Go through the listing and repeat each entry exactly, but include no pictures.

▶ **Dataset excerpts**
★ ★ ★ ★ ★ ★ ★

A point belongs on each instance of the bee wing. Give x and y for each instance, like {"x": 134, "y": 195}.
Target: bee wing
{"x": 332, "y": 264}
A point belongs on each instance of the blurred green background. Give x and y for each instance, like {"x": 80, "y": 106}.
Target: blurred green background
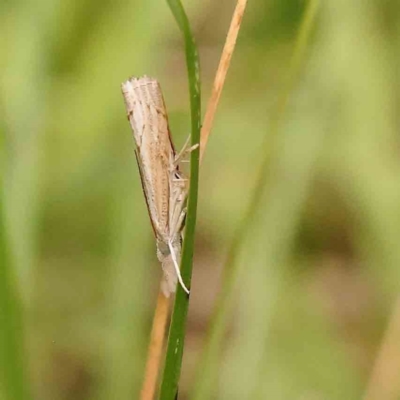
{"x": 320, "y": 267}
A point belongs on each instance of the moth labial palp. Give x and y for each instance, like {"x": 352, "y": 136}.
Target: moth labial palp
{"x": 164, "y": 186}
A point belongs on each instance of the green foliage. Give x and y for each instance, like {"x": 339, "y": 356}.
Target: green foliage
{"x": 176, "y": 339}
{"x": 319, "y": 266}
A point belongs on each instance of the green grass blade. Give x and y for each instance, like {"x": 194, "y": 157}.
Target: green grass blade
{"x": 13, "y": 362}
{"x": 173, "y": 362}
{"x": 208, "y": 364}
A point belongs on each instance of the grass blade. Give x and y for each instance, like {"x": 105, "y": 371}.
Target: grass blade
{"x": 208, "y": 364}
{"x": 172, "y": 369}
{"x": 12, "y": 359}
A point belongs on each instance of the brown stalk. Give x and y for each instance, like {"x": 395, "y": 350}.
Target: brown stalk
{"x": 162, "y": 307}
{"x": 220, "y": 76}
{"x": 155, "y": 348}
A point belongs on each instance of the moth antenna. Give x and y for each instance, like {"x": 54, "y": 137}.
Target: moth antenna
{"x": 177, "y": 270}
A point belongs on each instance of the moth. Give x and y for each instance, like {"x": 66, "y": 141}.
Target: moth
{"x": 164, "y": 186}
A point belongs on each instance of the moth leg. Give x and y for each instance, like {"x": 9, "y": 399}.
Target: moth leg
{"x": 185, "y": 150}
{"x": 177, "y": 270}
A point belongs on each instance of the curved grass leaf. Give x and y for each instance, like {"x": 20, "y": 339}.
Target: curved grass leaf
{"x": 173, "y": 362}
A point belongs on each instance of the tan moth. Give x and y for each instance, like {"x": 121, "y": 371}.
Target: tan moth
{"x": 163, "y": 184}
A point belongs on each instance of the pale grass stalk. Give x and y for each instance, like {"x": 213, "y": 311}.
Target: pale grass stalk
{"x": 220, "y": 76}
{"x": 157, "y": 338}
{"x": 162, "y": 307}
{"x": 384, "y": 383}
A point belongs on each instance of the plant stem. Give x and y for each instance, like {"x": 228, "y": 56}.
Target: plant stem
{"x": 173, "y": 362}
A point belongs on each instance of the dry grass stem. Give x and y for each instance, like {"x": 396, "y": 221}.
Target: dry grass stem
{"x": 161, "y": 312}
{"x": 155, "y": 347}
{"x": 220, "y": 76}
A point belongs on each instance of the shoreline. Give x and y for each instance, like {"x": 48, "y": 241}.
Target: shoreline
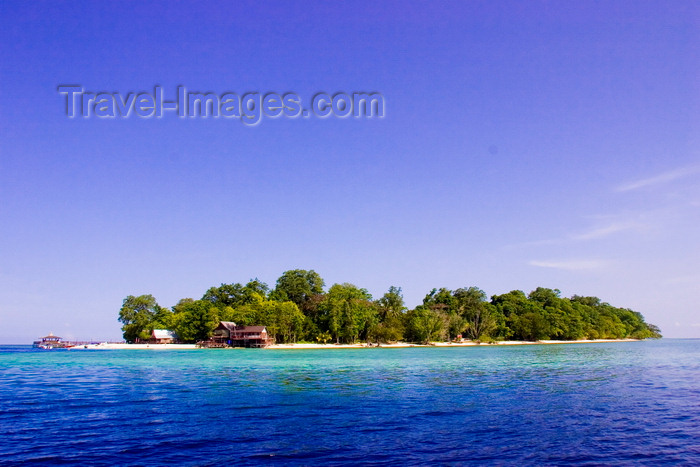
{"x": 398, "y": 345}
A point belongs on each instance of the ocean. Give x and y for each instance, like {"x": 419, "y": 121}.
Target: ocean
{"x": 585, "y": 404}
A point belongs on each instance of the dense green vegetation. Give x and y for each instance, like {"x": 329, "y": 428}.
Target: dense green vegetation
{"x": 299, "y": 309}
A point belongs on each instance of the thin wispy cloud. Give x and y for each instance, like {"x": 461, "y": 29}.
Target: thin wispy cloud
{"x": 659, "y": 179}
{"x": 606, "y": 231}
{"x": 571, "y": 265}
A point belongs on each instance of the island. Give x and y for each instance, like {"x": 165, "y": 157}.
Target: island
{"x": 299, "y": 313}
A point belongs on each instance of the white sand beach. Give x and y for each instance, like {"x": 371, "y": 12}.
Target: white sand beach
{"x": 305, "y": 346}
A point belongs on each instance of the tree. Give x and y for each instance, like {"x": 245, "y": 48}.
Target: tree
{"x": 284, "y": 320}
{"x": 138, "y": 315}
{"x": 348, "y": 313}
{"x": 194, "y": 320}
{"x": 425, "y": 325}
{"x": 299, "y": 286}
{"x": 479, "y": 315}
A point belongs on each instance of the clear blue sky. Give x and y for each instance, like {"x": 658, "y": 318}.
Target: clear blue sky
{"x": 528, "y": 144}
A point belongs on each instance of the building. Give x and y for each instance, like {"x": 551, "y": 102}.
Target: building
{"x": 49, "y": 342}
{"x": 228, "y": 334}
{"x": 162, "y": 336}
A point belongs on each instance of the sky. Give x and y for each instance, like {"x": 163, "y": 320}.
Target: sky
{"x": 545, "y": 143}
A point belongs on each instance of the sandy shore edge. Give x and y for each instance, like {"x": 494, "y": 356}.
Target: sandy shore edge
{"x": 398, "y": 345}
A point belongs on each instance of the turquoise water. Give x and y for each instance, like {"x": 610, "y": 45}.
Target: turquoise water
{"x": 620, "y": 403}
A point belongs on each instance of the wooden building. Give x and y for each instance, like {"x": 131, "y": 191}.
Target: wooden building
{"x": 162, "y": 336}
{"x": 228, "y": 334}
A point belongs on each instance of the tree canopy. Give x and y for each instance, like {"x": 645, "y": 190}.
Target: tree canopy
{"x": 298, "y": 308}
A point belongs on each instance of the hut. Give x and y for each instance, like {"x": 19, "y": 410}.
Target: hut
{"x": 228, "y": 334}
{"x": 162, "y": 336}
{"x": 51, "y": 342}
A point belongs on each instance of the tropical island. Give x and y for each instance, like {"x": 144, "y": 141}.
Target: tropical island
{"x": 298, "y": 310}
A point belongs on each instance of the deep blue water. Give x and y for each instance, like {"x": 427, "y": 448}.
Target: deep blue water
{"x": 616, "y": 403}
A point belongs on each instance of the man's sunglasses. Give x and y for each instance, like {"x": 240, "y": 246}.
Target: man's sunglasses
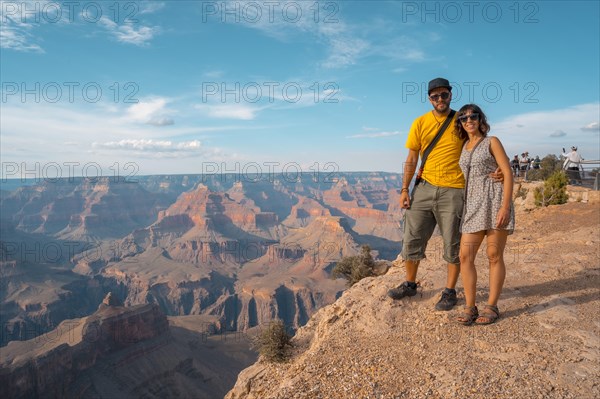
{"x": 474, "y": 117}
{"x": 445, "y": 95}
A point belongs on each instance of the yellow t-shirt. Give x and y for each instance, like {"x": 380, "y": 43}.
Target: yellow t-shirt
{"x": 441, "y": 168}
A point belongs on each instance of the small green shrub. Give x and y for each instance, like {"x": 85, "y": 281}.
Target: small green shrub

★ ★ ★ ★ ★ ★ ★

▶ **Response for this exercise**
A point belongs on each instance of the bee wing. Give x and y for each instance, like {"x": 134, "y": 195}.
Target: bee wing
{"x": 332, "y": 264}
A point belongs on each instance of the blurred green background. Give x and y for each instance, like {"x": 80, "y": 106}.
Target: blurred green background
{"x": 320, "y": 267}
A point belongs on each instance of the moth labial palp. Give x and y for each instance, like {"x": 352, "y": 136}.
Target: moth labial palp
{"x": 164, "y": 186}
A point belongs on each instance of the green foliage. Give x and y for each instance, like {"x": 339, "y": 356}.
Target: green foliage
{"x": 176, "y": 339}
{"x": 319, "y": 266}
A point belongs on each instance of the green grass blade. Give x and y for each instance, like {"x": 194, "y": 157}.
Target: green grass blade
{"x": 13, "y": 362}
{"x": 173, "y": 362}
{"x": 208, "y": 364}
A point belongs on each instance of the grass blade. Give x and y for each instance, like {"x": 105, "y": 371}.
Target: grass blade
{"x": 208, "y": 364}
{"x": 172, "y": 369}
{"x": 12, "y": 359}
A point belongs on each instance of the brown stalk. Give x and y for each instance, like {"x": 395, "y": 350}.
Target: brown stalk
{"x": 162, "y": 307}
{"x": 220, "y": 76}
{"x": 155, "y": 348}
A point belongs on each instance of the moth antenna. Give x and y for each instance, like {"x": 54, "y": 137}.
Target: moth antenna
{"x": 177, "y": 270}
A point belongs on each instance of the moth. Give x and y for each instance, like {"x": 66, "y": 141}.
Target: moth
{"x": 164, "y": 186}
A point belongs on each instance of the moth leg. Give x and y for each instance, like {"x": 9, "y": 399}.
Target: moth leg
{"x": 185, "y": 150}
{"x": 177, "y": 270}
A point belongs on each instance of the curved grass leaf. Give x and y for each instance, like {"x": 20, "y": 339}.
Target: curved grass leaf
{"x": 173, "y": 362}
A point belongs on each instance of the tan moth. Give x and y for each instance, like {"x": 121, "y": 371}.
Target: tan moth
{"x": 163, "y": 184}
A point belongs on each instance of the pale grass stalk. Give x and y for each instance, like {"x": 213, "y": 311}.
Target: pale grass stalk
{"x": 220, "y": 76}
{"x": 157, "y": 338}
{"x": 162, "y": 307}
{"x": 384, "y": 383}
A point belongs on each instance of the plant stem. Give x and y for each instance, like {"x": 228, "y": 56}.
Target: plant stem
{"x": 173, "y": 362}
A point belongs on each instance of the dry grass stem. Give x and y for each instance, like {"x": 396, "y": 221}.
Target: dry grass stem
{"x": 161, "y": 312}
{"x": 155, "y": 347}
{"x": 220, "y": 76}
A point belongs on each instance of the shoreline. Give x and y for each instance, like {"x": 48, "y": 241}.
Target: shoreline
{"x": 398, "y": 345}
A point belongs on each instance of the ocean. Give x and y for each instance, like {"x": 419, "y": 121}.
Target: ocean
{"x": 585, "y": 404}
A point belongs on each instance of the dense green vegetation. Give x and y for each instance, like {"x": 329, "y": 428}.
Target: dense green vegetation
{"x": 299, "y": 309}
A point belongs on each instance of the thin wispy cloud. Give x and y for each instance, like {"x": 461, "y": 29}.
Target: thin wispy cloud
{"x": 659, "y": 179}
{"x": 606, "y": 231}
{"x": 571, "y": 265}
A point belongs on each instance of the island. Give x and y for each instance, like {"x": 165, "y": 157}.
Target: island
{"x": 299, "y": 313}
A point belongs on each instance of the white sand beach. Give x and y for each instance, like {"x": 371, "y": 12}.
Target: white sand beach
{"x": 305, "y": 346}
A point belongs on each instance of the tree. Give x and y for each instance, like {"x": 245, "y": 48}.
Target: tree
{"x": 284, "y": 320}
{"x": 138, "y": 315}
{"x": 348, "y": 313}
{"x": 194, "y": 320}
{"x": 425, "y": 325}
{"x": 299, "y": 286}
{"x": 479, "y": 315}
A point belongs on each instance of the clear blue sky. Give x and y for each instance, like {"x": 658, "y": 318}.
Target: clear blue sky
{"x": 528, "y": 144}
A point belongs on each instance of the building. Give x and y for each instance, like {"x": 551, "y": 102}.
Target: building
{"x": 49, "y": 342}
{"x": 228, "y": 334}
{"x": 162, "y": 336}
A point belongs on each instance of the sky. Give x and y for each instance, like {"x": 163, "y": 320}.
Target: sky
{"x": 545, "y": 143}
A point belongs on each instance of the sandy shore edge. Give x and y for each instance, like {"x": 494, "y": 356}.
Target: sandy shore edge
{"x": 398, "y": 345}
A point belongs on each instance of the turquoise water. Give x and y for each instance, like {"x": 610, "y": 45}.
Target: turquoise water
{"x": 620, "y": 403}
A point belongs on each instance of the wooden building. Give x and y for each instance, like {"x": 131, "y": 191}.
Target: wooden building
{"x": 162, "y": 336}
{"x": 228, "y": 334}
A point belongs on each instance of the tree canopy. Give x and y for each instance, like {"x": 645, "y": 190}.
Target: tree canopy
{"x": 298, "y": 308}
A point belongs on each instance of the hut. Give x and y for each instance, like {"x": 19, "y": 410}.
Target: hut
{"x": 228, "y": 334}
{"x": 162, "y": 336}
{"x": 51, "y": 342}
A point belongs on each instance of the tropical island. Give x and y for each instance, like {"x": 144, "y": 141}.
Target: tropical island
{"x": 298, "y": 310}
A point belongs on each instance of the deep blue water. Give x and y for each instance, like {"x": 427, "y": 448}.
Target: deep blue water
{"x": 616, "y": 403}
A point belongs on each instance of the man's sunglasses. Give x and y for each instance, like {"x": 240, "y": 246}.
Target: man's sunglasses
{"x": 474, "y": 117}
{"x": 445, "y": 95}
A point belongs on each instance of the yellow t-shirt. Give x and y for each instance, like {"x": 380, "y": 43}.
Target: yellow t-shirt
{"x": 441, "y": 168}
A point belongs on each instance of the small green shrub. Give x and y for each instance, like {"x": 85, "y": 281}.
Target: small green shrub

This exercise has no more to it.